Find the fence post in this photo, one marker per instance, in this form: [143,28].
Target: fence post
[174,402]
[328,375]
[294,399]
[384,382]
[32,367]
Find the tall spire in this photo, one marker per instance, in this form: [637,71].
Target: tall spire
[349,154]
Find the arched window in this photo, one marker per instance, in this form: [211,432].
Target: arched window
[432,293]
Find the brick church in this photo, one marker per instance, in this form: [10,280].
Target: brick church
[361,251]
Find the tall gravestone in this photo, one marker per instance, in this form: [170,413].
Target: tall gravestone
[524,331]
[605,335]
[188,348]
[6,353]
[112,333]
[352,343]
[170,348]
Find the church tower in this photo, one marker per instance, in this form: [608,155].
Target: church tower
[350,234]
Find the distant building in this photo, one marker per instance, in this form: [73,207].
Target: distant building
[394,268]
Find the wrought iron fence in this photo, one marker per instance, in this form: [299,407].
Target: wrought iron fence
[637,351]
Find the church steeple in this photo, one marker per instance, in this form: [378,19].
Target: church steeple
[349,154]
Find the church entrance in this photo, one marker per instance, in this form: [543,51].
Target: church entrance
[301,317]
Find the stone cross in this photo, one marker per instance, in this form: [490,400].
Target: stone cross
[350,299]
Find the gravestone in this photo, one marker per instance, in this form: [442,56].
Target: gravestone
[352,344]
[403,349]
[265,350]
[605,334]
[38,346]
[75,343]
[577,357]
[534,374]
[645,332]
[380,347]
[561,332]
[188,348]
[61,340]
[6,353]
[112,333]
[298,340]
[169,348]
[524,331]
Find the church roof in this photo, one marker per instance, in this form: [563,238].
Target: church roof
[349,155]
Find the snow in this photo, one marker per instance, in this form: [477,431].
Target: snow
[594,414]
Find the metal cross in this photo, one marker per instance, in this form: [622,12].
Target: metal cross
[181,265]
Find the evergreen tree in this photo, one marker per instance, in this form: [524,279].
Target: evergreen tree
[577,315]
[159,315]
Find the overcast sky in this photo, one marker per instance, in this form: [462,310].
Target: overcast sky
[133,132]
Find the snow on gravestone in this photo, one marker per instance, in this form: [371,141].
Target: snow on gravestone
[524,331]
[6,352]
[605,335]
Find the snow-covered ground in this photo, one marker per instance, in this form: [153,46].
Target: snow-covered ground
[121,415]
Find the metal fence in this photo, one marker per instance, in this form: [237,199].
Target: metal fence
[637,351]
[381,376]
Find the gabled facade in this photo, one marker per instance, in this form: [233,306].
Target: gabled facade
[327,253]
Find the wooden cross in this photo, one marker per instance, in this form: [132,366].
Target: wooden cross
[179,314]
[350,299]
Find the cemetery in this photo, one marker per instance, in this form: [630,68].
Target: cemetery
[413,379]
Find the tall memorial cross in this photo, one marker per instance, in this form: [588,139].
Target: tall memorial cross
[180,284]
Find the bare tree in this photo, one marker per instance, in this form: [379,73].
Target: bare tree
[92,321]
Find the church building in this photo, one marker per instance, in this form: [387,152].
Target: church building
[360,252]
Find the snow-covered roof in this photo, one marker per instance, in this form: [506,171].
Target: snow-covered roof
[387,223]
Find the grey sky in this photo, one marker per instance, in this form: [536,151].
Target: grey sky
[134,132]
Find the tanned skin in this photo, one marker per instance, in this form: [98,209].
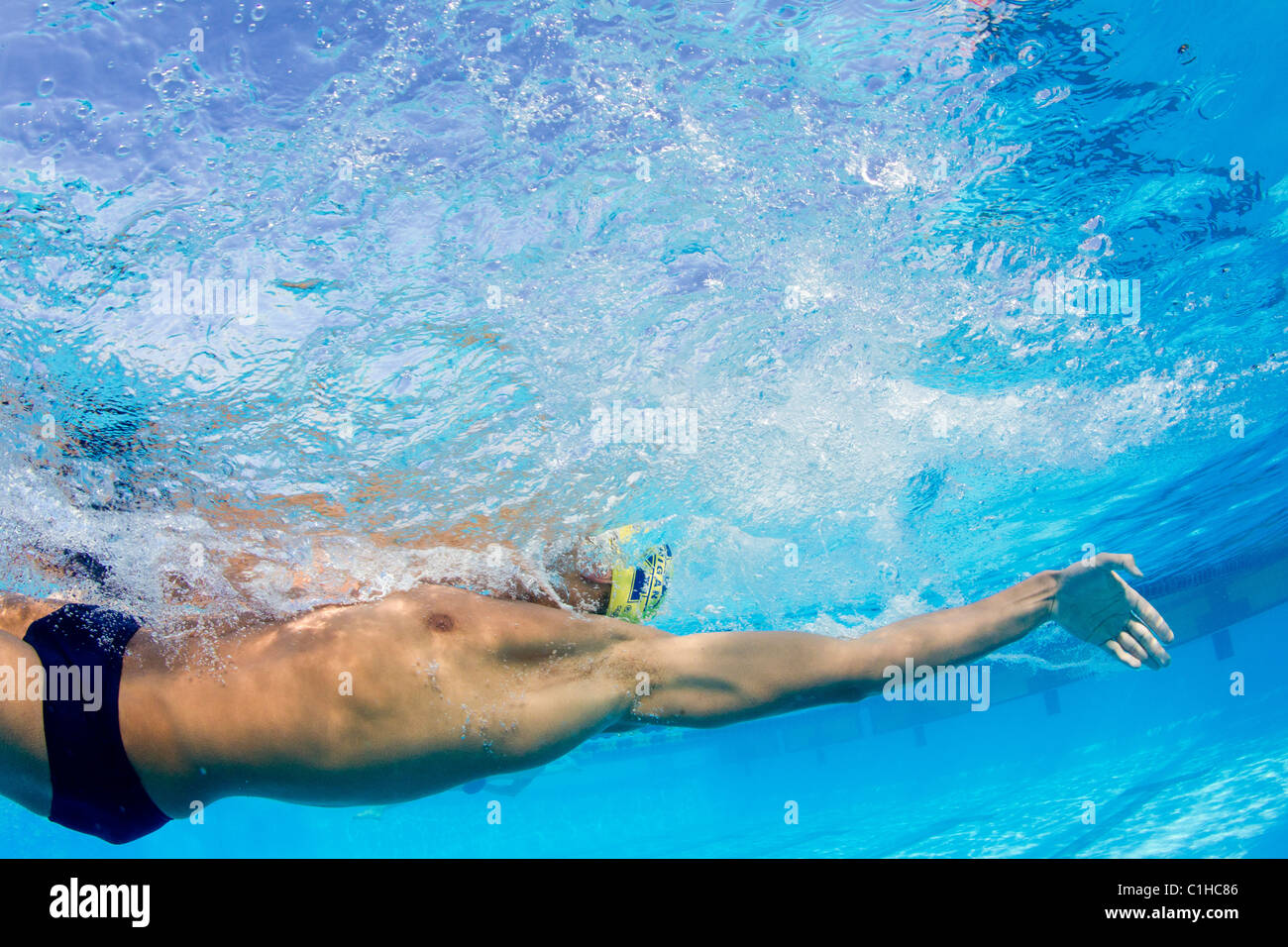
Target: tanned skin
[449,685]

STATED PROBLEM
Reproduce all of the items above verbatim, leaving out the picture.

WORKED ANSWER
Find the fence post in this photo, one marker per instance, in this form: [143,28].
Target: fence post
[174,402]
[328,375]
[294,399]
[384,382]
[32,367]
Find the tall spire in this photo, one marker per instance, in this form: [637,71].
Target: tall spire
[349,154]
Find the arched window in this photo, one marker per instance, in this form: [211,432].
Target: arched window
[432,293]
Find the brick church in this photo, one marker per instance, in this form: [10,280].
Target: brick church
[361,251]
Find the tall gravestone in this photo, one marker per instance, in this form: [170,413].
Target: tall gravestone
[524,331]
[605,335]
[188,348]
[6,353]
[112,333]
[352,343]
[170,348]
Find the church tower in this photo, one marker per instance, in this form: [608,155].
Target: church tower
[350,234]
Find the distant building in this photo, one marker per instance, in this form: [73,207].
Target: distant building
[394,268]
Find the wrought iron fence in this photo, one marker per instance, in this form: [299,407].
Target: wrought iron fence
[637,351]
Find the church steeple in this photo, one marker per instance, in this form: [378,19].
Target: church steeple
[349,154]
Find the church entrance in this photo, one marker per instance, in this form: [543,51].
Target: church entrance
[301,317]
Find the stone cross in this photo, one marker per instance, in this form: [490,400].
Target: stone cross
[350,299]
Find the gravestone in this photo, one marker per instance, in this form: [442,56].
Target: gravestone
[352,344]
[403,349]
[265,350]
[605,334]
[38,346]
[75,343]
[577,357]
[534,374]
[645,332]
[380,347]
[561,332]
[188,348]
[61,340]
[6,353]
[112,333]
[298,340]
[169,348]
[524,331]
Find the church roof in this photo, one marker per instance, in this form: [563,238].
Target: church roof
[349,155]
Find the snow in this photo, one marker per instance, in this form: [477,431].
Target: snow
[594,414]
Find the metal cross in this photo, one marker per instance, in this form: [622,12].
Target: metal cross
[181,265]
Find the evergreen tree in this photo, one marker per instance, in this form: [524,279].
Target: evergreen tree
[577,315]
[159,315]
Find the overcast sky in this photo, one marker per instance, in this form: [462,310].
Target: overcast sky
[133,132]
Find the snow on gravestone in this photo, one marker per instance, in this form: [371,141].
Target: snow on gravestone
[524,331]
[6,352]
[605,335]
Find the snow-covered ground in this photo, one marker per instance, in this form: [153,46].
Target: snow-covered ground
[121,415]
Find the metal fence in this photo, one marker per instance, in this form: [237,199].
Target: metal fence
[637,351]
[381,376]
Find the gabled facade in this photo, one marker per instance, in this form: [233,306].
Target: gabled facade
[327,253]
Find the wooden cross in this photo, one marker per instance, in this form: [132,366].
Target: wooden cross
[179,314]
[350,299]
Find the cemetery in this photo, one marker per instance, in this form: [630,68].
Target: cemetery
[413,379]
Find the tall memorial cross in this photo, one marker per instance, in this form: [588,139].
Target: tall memorial cross
[180,284]
Find the bare tree in this photo, one marker per instance, in this form: [379,73].
Target: bare tree
[92,321]
Find the church building in this photo, one marker per instance, in this form: [387,152].
Target: church building
[360,252]
Find the snow-covered roof in this photo, one marker per instance, in this form: [506,171].
Target: snow-covered roof
[387,223]
Find the grey sky in this photo, one marker per instance, in this form: [536,151].
Target: grey sky
[134,132]
Find the tanned skin in this photo, one marker per instance, in this form: [98,209].
Target: tanned skin
[449,685]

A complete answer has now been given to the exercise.